→ **REQUIRED ACTION**: From the excerpt on children's radiation exposure from CT scans, return the passage word for word, starting at "Yet problems remain." and ending at "the medical field.".

An important story, well told by the Tribune and veteran writer Judith Graham. Excerpts:
“Families have reason to be alert to risks associated with diagnostic tests such as CT scans. Kids’ changing bodies and brains are especially sensitive to ionizing radiation from X-rays used in the exams. And because children have longer to live than adults, they’re more likely to experience delayed effects of radiation exposure, notably a small potential increased risk of cancer.
That’s not a cause to shun the tests, medical experts agree. Medical imaging is an extraordinary tool that allows doctors to make diagnoses, select optimal treatments and save lives, they say.
But it does warrant caution, and medical professionals have been adopting measures to reduce children’s radiation exposure. These include adjusting CT scanner settings for smaller bodies, imaging only those areas under medical investigation and using other tests, such as ultrasounds and MRIs, whenever possible.
Yet problems remain. Some hospitals and freestanding imaging centers continue to administer adult-size doses of radiation to children, experts report. Facilities also sometimes scan children repeatedly without cause or expose children’s breasts, eyes, thyroids and genitals to unnecessary radiation by scanning too broadly or failing to use protective shields.
“We still have a way to go in terms of optimizing these examinations,” said Dr. Donald Frush, chief of pediatric radiology at Duke University Hospital, acknowledging the shortcomings in the medical field.

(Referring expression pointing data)
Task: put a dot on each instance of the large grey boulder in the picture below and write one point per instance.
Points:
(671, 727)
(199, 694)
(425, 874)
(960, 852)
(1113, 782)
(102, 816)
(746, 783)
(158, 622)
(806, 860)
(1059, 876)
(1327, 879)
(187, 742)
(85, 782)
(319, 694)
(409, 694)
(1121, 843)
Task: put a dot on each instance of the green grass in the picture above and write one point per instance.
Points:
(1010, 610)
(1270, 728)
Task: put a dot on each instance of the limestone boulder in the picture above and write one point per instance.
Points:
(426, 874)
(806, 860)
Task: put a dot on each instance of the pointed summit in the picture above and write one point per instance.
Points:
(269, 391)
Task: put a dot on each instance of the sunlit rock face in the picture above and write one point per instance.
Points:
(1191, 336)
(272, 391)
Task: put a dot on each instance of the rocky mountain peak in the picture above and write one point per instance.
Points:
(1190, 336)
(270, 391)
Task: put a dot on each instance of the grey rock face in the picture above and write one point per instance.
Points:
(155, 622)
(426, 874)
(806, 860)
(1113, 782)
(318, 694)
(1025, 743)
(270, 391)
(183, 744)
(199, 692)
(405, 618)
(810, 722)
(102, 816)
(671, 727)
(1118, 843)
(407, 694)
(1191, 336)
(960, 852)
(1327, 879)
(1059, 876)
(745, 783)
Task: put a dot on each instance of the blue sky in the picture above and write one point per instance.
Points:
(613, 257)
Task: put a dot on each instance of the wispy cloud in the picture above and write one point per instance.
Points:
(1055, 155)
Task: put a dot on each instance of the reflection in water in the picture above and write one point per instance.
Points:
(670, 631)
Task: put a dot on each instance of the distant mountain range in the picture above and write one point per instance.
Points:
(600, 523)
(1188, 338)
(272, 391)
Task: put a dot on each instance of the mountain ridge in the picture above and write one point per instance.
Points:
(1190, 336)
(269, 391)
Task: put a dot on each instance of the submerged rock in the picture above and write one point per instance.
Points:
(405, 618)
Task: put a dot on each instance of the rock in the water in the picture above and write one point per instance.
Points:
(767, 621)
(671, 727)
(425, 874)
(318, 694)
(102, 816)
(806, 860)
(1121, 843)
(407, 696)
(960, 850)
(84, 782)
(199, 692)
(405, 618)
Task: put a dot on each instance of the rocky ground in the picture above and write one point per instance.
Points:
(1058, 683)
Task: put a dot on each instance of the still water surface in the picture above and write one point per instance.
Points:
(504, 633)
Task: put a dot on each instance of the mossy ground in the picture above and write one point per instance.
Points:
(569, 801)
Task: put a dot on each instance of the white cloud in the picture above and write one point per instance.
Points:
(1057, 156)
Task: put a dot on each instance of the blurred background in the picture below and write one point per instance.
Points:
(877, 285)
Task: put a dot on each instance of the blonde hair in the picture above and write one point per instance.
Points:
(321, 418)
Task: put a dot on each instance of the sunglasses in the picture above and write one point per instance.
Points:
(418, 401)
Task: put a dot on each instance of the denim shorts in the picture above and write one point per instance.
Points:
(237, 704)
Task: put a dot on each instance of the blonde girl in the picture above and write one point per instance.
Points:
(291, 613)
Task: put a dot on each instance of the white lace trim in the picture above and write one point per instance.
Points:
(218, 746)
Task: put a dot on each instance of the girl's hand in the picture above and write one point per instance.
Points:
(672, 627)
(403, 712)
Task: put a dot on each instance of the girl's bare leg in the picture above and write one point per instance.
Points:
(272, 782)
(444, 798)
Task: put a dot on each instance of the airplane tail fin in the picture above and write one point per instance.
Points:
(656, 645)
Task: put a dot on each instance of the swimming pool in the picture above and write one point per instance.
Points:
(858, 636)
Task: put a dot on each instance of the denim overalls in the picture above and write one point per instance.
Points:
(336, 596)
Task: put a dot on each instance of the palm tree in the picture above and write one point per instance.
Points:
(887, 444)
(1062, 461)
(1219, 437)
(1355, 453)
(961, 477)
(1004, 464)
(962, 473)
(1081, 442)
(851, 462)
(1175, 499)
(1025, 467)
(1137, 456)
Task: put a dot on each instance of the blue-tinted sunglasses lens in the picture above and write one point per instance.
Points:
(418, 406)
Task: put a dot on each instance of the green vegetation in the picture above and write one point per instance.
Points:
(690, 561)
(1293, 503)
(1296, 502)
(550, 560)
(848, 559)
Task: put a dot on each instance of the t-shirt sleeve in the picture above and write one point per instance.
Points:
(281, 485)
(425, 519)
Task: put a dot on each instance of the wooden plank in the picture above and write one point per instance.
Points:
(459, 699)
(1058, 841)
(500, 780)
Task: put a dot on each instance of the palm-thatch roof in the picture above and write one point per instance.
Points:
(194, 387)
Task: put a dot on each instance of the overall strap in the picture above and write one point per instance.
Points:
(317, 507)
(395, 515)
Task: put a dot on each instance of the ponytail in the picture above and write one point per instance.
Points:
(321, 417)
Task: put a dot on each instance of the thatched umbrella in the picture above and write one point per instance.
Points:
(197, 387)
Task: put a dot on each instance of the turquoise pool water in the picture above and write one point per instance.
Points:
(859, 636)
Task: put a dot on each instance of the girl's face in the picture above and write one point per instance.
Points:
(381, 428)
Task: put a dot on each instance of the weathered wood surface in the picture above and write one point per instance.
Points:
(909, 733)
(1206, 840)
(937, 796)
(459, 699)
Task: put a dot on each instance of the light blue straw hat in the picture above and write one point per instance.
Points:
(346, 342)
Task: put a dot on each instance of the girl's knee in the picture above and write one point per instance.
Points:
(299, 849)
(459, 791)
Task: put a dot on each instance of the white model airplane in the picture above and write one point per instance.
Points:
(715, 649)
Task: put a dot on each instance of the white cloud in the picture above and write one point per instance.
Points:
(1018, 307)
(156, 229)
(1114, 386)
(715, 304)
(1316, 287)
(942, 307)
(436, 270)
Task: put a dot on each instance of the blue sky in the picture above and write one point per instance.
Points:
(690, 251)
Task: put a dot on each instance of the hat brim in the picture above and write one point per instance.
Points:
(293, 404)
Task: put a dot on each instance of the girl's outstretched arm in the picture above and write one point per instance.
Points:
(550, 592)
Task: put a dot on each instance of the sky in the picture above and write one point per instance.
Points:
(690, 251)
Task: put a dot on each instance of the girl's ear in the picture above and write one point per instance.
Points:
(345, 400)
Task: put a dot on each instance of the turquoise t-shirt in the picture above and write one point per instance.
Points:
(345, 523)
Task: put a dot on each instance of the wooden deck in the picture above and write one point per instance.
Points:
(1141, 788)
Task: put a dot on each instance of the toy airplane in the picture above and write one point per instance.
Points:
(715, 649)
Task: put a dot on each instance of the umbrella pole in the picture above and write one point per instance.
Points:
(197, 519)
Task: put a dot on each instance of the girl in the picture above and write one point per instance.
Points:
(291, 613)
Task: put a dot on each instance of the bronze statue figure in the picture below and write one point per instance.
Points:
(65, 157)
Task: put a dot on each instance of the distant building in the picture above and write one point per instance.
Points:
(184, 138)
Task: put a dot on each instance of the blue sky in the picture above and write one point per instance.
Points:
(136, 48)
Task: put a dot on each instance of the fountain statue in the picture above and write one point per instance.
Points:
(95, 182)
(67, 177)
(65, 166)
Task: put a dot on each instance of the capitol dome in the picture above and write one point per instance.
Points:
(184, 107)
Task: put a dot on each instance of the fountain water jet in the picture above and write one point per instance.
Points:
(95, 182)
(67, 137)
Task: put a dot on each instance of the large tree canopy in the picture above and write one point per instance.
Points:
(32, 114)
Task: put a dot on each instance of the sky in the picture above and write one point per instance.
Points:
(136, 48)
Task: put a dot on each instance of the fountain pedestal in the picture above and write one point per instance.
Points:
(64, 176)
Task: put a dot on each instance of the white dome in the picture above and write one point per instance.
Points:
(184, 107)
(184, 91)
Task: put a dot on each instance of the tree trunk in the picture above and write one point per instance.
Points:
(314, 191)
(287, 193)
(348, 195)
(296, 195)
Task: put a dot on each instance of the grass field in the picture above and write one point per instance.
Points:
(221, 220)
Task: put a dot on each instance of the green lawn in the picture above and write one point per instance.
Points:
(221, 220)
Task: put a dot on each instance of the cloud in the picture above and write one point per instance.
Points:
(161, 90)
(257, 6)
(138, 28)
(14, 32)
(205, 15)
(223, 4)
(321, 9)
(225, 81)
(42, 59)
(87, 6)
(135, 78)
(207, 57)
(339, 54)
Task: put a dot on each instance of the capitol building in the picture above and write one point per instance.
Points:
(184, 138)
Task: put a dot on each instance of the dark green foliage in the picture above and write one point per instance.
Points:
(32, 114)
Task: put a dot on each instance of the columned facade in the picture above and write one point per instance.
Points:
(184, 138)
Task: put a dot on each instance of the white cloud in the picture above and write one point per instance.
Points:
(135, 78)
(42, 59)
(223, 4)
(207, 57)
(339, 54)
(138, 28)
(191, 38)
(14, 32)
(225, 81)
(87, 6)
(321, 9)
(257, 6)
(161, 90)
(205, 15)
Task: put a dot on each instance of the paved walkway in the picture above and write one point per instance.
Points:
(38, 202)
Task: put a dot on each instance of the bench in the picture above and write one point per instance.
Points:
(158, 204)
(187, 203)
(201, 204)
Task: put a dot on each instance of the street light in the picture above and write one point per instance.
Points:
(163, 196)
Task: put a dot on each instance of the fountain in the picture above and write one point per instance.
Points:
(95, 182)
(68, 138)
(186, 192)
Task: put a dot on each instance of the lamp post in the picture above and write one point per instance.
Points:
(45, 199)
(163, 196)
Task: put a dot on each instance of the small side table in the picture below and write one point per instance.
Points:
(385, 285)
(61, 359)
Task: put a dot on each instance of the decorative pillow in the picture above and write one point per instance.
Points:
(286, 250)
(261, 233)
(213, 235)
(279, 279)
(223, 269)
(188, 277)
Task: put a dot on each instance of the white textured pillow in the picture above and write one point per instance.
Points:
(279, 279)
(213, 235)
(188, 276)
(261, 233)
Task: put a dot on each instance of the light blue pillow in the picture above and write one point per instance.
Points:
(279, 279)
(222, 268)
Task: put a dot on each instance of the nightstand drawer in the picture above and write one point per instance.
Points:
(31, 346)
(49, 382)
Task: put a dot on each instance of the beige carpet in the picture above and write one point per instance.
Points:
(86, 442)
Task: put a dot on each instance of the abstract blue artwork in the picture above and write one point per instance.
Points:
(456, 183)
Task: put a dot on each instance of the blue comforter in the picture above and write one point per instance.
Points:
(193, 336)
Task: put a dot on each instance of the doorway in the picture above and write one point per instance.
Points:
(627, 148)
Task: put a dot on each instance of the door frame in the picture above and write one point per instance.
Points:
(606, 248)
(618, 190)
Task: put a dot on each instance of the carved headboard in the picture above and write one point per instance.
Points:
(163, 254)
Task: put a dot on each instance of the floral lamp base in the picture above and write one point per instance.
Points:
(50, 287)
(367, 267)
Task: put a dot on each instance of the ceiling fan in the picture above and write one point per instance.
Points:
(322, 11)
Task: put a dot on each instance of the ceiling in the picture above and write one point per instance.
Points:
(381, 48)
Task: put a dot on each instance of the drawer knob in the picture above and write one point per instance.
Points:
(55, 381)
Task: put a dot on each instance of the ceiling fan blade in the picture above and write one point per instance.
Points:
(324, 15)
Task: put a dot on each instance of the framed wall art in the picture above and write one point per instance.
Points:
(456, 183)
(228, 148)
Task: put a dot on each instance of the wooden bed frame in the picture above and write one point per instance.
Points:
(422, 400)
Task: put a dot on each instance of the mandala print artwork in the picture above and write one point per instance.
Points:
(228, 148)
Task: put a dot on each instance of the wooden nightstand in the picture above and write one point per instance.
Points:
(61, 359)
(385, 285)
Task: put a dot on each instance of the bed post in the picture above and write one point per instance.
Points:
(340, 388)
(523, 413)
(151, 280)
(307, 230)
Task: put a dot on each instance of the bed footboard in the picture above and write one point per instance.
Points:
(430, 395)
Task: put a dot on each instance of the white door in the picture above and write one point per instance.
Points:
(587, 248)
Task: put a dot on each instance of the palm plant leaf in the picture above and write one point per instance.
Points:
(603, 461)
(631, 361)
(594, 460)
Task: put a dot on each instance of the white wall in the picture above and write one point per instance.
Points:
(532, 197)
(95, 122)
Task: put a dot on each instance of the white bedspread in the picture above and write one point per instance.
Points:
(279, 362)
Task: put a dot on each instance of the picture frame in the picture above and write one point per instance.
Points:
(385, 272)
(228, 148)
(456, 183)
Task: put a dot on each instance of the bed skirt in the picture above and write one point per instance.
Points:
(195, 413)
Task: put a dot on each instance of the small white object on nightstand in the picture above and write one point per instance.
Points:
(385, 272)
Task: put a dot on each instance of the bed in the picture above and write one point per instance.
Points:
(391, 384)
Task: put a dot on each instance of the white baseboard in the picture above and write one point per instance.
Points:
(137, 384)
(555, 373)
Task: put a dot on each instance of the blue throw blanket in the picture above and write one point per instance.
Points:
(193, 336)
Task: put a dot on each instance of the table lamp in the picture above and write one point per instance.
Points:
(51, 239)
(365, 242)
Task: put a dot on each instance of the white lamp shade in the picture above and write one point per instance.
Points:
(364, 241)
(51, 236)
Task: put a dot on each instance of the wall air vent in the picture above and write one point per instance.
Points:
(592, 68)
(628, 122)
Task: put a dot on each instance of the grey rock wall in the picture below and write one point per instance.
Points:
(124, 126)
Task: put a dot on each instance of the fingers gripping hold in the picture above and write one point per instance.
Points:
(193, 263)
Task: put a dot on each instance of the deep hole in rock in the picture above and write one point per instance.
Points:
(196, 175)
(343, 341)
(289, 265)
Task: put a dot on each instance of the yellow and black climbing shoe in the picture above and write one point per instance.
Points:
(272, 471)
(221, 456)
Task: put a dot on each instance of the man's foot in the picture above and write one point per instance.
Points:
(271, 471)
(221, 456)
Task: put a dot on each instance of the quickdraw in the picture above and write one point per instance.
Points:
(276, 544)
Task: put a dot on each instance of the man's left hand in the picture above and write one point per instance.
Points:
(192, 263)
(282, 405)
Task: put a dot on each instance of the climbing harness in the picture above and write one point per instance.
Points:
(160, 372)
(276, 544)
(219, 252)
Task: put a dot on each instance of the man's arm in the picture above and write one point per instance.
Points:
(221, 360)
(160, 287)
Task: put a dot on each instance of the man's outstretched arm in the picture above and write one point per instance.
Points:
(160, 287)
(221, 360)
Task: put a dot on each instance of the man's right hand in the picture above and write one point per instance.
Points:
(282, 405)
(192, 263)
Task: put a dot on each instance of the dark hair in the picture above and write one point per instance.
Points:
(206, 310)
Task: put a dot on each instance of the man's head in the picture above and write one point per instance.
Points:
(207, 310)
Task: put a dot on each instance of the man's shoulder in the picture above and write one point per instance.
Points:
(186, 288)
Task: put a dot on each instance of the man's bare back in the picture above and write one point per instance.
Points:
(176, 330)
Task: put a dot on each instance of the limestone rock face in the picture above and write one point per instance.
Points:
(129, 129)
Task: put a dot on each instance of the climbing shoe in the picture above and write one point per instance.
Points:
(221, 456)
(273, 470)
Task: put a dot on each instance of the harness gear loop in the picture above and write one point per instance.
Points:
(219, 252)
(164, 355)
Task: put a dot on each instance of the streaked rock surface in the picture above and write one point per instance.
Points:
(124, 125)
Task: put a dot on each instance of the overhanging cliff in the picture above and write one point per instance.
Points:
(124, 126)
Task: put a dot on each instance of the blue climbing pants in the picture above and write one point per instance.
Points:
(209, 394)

→ **RESULT OF THIS TASK**:
Yet problems remain. Some hospitals and freestanding imaging centers continue to administer adult-size doses of radiation to children, experts report. Facilities also sometimes scan children repeatedly without cause or expose children’s breasts, eyes, thyroids and genitals to unnecessary radiation by scanning too broadly or failing to use protective shields.
“We still have a way to go in terms of optimizing these examinations,” said Dr. Donald Frush, chief of pediatric radiology at Duke University Hospital, acknowledging the shortcomings in the medical field.